*** Passage shown

Frederic Frederic 3/16/2017 02:44
@benedictralph: you nailed a point that I could have made: chess playing computers are not programmed to deal with such problems since the corresponding positions NEVER occur -- in normal games, as opposed to very abstruse artificially constructed positions, that are presented for pure entertainment. To get a program to consider completely locked positions would indeed be quite easy, but in the end it would probably not add a point of playing strength in regular games. Well, maybe a few, but they would be cancelled by the time spent checking every position for blockages.
pmousavi pmousavi 3/16/2017 05:02
"You insist that there is something a machine cannot do. If you will tell me precisely what it is that a
machine cannot do, then I can always make a machine which will do just that!" Jon Von Neumann
cythlord cythlord 3/16/2017 05:05
The proof of a legal position is trivial: black needs six captures and white has no pieces left. By all means it is a stupid problem. Here's a sample game: [Event "?"]
[Site "?"]
[Date "????.??.??"]
[Round "?"]
[White "?"]
[Black "?"]
[Result "*"]
[PlyCount "118"]

1. Nf3 b6 2. b3 c5 3. Ba3 d6 4. Bb4 cxb4 5. Na3 bxa3 6. c4 g5 7. Qc2 g4 8. Qf5
g3 9. Qc5 dxc5 10. Nd4 Nc6 11. Nc2 Ne5 12. Nb4 cxb4 13. d4 Nf3+ 14. gxf3 g2 15.

******
*** Provided data

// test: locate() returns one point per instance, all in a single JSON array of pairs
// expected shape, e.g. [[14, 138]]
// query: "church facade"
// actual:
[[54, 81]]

******

Revise the chess forum thread from "Frederic Frederic 3/16/2017" up to and including "position for blockages.", substituting "competitive strength" for "playing strength". The records constitute separate material and bear no relation to the chess forum thread.

Frederic Frederic 3/16/2017 02:44
@benedictralph: you nailed a point that I could have made: chess playing computers are not programmed to deal with such problems since the corresponding positions NEVER occur -- in normal games, as opposed to very abstruse artificially constructed positions, that are presented for pure entertainment. To get a program to consider completely locked positions would indeed be quite easy, but in the end it would probably not add a point of competitive strength in regular games. Well, maybe a few, but they would be cancelled by the time spent checking every position for blockages.